● **WRITTEN TASK**
Answer these questions from the forum thread:
(a) In the poster's example, what locality is recorded, and where is the customer actually located?
(b) Within what radius can people order food online from the restaurant?
(c) What is the direct source of the dataset?

● **EXTRACT TO READ**
........

BookmarkSubscribeRSS Feed
JithinJoe
Fluorite | Level 6

Hello Everyone, 

 

I have a dataset which contain 2 variable , Locality and Customer address, Due to some reasons, Some values for 'locality' in the dataset doesn't match with customer address.

 

For example in my dataset I have an observation where Locality mentioned as Borough Park ( NY) But the actual Customer location is Kensington (NY).

 

I need to read the data in Customer address and change the value for locality if it doesn't match with Locality.

 

 How can I do it in sas programming? 

 

 

6 REPLIES 6
Reeza
Super User
Well, you'd likely have to show some more examples of what you're trying to do before we can help you. For example, how would you know, looking at a record that Borough Park (NY) is wrong?
JithinJoe
Fluorite | Level 6

@Reeza In my project, I need to find the Locality wise sales of a Cloud kitchen, The dataset is directly from Cloud kitchen's Point of sales. People across 6 km radius can order food online from this restaurant. But for some unknown reason we are getting wrong locality in the variable. But Customer address is correct. This is provided by the customers themself.  So if I want to find area wise sales, few observation need to be cleaned according to the correct Location.

........

[Excerpts from a detection dataset]
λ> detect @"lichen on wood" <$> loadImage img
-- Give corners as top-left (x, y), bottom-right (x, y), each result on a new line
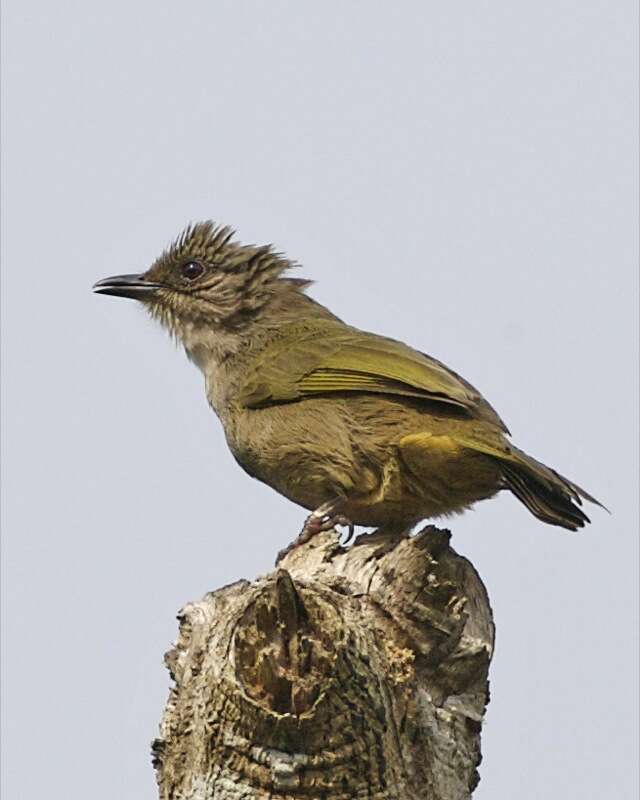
top-left (153, 526), bottom-right (494, 800)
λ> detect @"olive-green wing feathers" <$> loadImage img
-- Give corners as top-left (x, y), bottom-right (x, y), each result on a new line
top-left (240, 320), bottom-right (506, 431)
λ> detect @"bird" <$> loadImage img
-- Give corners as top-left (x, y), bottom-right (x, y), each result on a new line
top-left (93, 221), bottom-right (604, 555)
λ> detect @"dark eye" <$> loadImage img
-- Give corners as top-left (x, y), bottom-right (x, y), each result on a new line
top-left (180, 261), bottom-right (204, 281)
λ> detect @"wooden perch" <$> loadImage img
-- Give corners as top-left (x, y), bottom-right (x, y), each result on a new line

........

● **COMPLETED EXERCISE**
(a) The locality is recorded as Borough Park (NY), but the customer is actually located in Kensington (NY).
(b) Within a 6 km radius.
(c) The cloud kitchen's Point of sales.